Entries for pointing and labeling
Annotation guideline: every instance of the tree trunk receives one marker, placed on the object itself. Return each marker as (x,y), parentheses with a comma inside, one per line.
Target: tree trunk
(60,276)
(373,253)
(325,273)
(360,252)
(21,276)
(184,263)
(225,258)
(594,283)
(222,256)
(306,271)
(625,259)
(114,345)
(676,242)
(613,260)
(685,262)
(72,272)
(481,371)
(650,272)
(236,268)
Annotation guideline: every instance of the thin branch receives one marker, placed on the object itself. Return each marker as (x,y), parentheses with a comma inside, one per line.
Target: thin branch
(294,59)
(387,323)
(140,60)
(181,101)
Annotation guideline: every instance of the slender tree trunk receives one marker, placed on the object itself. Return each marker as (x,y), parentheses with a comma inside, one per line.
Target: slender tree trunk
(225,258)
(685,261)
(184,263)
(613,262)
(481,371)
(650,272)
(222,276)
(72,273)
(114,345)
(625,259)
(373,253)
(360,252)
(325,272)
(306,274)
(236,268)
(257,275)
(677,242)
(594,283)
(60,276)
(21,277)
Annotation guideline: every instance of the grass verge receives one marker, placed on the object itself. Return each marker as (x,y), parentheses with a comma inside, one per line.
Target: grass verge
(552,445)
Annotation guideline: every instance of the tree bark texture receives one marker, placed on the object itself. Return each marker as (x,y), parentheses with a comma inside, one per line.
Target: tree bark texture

> [PROBLEM DETAILS]
Reproduce every item above verbatim, from the first line through the last.

> [WRITTEN SOLUTION]
Annotation guideline: every instance of the tree trunk receives one marker, placed on the object itself. Return each marker as (x,y), parentheses with a comma inside, one per line.
Target: tree trunk
(60,276)
(373,253)
(325,273)
(360,252)
(21,276)
(184,263)
(225,258)
(594,283)
(222,256)
(306,271)
(625,259)
(114,345)
(676,242)
(613,260)
(685,262)
(72,272)
(481,371)
(650,272)
(236,268)
Annotation guideline: every instance of the thin branch receives one marker, placed on the object itself. Return each marker as (x,y), parentheses with a comma inside, one per line.
Target: thin branch
(294,59)
(387,323)
(140,60)
(181,101)
Annotation guideline: every instance of the slender tree trunk receives one marker, placed on the object itself. Return each marker as (x,y), parentheses with a comma inside, one per line.
Target: slender tree trunk
(225,258)
(685,261)
(184,263)
(613,262)
(481,371)
(650,272)
(222,276)
(72,273)
(114,345)
(625,259)
(373,253)
(360,252)
(325,272)
(306,274)
(236,268)
(257,275)
(677,242)
(594,283)
(60,276)
(21,277)
Annotation guideline: every instance of the grass verge receives one marker, placed on the object itself. Return each marker as (x,y), parentheses with a comma inside, one per line.
Target: grass verge
(552,445)
Annotation guideline: every instance of the tree bark texture receives one marker, placed on the object itself. Return each marker as (x,y), parentheses with a comma inside, one per line.
Target: tree bark texture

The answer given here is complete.